DOCUMENT TEXT:
★ ★ ★

Like us, pets can be affected by heart (cardiovascular) disease. Although we can’t prevent or cure most types of heart disease in pets, we can help improve heart function and quality of life. And the earlier we can diagnose heart disease, the better.
What is heart disease?
Heart disease is a term that encompasses many different types of problems or conditions related to the heart. Most types of heart disease are associated with a leaky heart valve or weakening or thickening of the heart muscle, eventually resulting in an enlarged heart.
Heart disease tends to worsen over time. Pets with heart disease may end up with congestive heart failure, a condition in which their heart can no longer pump blood effectively, causing fluid to build up in their chest or abdomen. Pets may also have fainting episodes (syncope) if their heart is unable to pump blood effectively to the brain.
Fortunately, heart disease (and even heart failure) is manageable. Pets that are identified early in the disease before signs are obvious usually have a better outcome than those not identified until the disease is more advanced.
What are signs of heart disease in pets?
The first sign of heart disease in dogs is often a heart murmur, usually noted during a veterinary exam and typically present months or even years before other clinical signs are obvious. Cats, on the other hand, may have advanced heart disease with no murmur.
Other symptoms of heart disease or failure that pet owners might notice include:
- Exercise intolerance (reluctance or inability to exercise)
- Lack of energy
- Loss of appetite and/or weight
- Rapid heart rate
- Difficulty, noisy, or rapid breathing
- Abdominal swelling
What causes heart disease in pets?
Several conditions can make pets more prone to developing heart disease.
- Age and breed are the most common
- Being overweight
- Heartworm disease
- An inappropriate diet
What pets are at risk for heart disease?
Heart disease in pets is often genetic. That’s why certain types of heart disease are more common in specific breeds or species. For instance:
- Dilated cardiomyopathy (DCM) tends to affect certain breeds after middle age. These are typically large and giant breeds, such as Boxers, Doberman pinschers, Great Danes, and Newfoundlands, but some smaller breeds like Cocker Spaniels are also known to be affected. Certain diets may also now be causing DCM in some dog and cat breeds that aren’t usually affected. Inappropriate diets can cause DCM in cats.
- Hypertrophic cardiomyopathy, the most frequently diagnosed heart disease in cats, is common in Maine coons and Ragdolls.

★ ★ ★

PROBLEM REQUIREMENTS: Decide whether each statement below agrees with the text on heart disease in pets: (a) Cats with advanced heart disease always have a heart murmur. (b) Hypertrophic cardiomyopathy is the heart disease diagnosed most often in cats. (c) Most types of heart disease in pets can be cured. Answer yes or no for each, quoting the words from the text that settle it.

Saved data entries
★ ★ ★

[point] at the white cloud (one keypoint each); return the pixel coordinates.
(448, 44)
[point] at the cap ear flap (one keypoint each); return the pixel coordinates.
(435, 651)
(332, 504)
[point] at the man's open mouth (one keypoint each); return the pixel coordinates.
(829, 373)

★ ★ ★

SOLUTION FOR THIS EXERCISE:
(a) No: "Cats, on the other hand, may have advanced heart disease with no murmur."
(b) Yes: "Hypertrophic cardiomyopathy, the most frequently diagnosed heart disease in cats, is common in Maine coons and Ragdolls."
(c) No: "Although we can’t prevent or cure most types of heart disease in pets, we can help improve heart function and quality of life."